Exercise input:
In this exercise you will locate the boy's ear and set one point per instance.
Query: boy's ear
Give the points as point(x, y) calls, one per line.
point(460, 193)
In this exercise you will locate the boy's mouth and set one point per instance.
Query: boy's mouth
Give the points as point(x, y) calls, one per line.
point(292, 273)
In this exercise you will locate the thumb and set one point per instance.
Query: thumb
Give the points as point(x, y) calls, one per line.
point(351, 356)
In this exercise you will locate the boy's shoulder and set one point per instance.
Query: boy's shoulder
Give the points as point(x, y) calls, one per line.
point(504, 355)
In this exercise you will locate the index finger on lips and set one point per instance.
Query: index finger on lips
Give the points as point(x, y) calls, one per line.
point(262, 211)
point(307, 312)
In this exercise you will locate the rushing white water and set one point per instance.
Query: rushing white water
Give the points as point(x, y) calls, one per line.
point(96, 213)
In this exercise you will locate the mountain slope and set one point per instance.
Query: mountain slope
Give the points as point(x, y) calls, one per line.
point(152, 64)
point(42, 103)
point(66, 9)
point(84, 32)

Exercise description: Convert the records above into a two-column CSV with headers request and answer. Give one row per record, with its full text and its answer each in a single quoted field, and replace line breaks with spaces.

Reply:
request,answer
"In this exercise you will locate the boy's ear and set one point per instance. Query: boy's ear Give the points as point(x, y) calls, one per line.","point(460, 193)"
"In this exercise you will locate the boy's mouth and set one point per instance. Query: boy's mouth Give the points as point(x, y) calls, one per line.","point(292, 273)"
"In this exercise you will locate the thumb and set one point per instance. Query: thumb Give the points as point(x, y) calls, one per line.","point(351, 356)"
"In this exercise you will locate the boy's shoulder and set one point per instance. Query: boy's shoulder Give the points as point(x, y) calls, one per line.","point(504, 355)"
"In this exercise you will locate the index finger on lips and set one point per instance. Query: index finger on lips Give the points as point(x, y) calls, one per line.","point(262, 211) point(307, 312)"
"In this exercise you will locate the rushing white water and set one point per instance. Query: rushing white water Give the points as point(x, y) calls, one per line.","point(96, 213)"
"In this exercise you will locate the mountain slope and set one point per instance. Query: mountain slope Give the points as point(x, y) calls, one per line.","point(152, 64) point(42, 103) point(66, 9) point(84, 32)"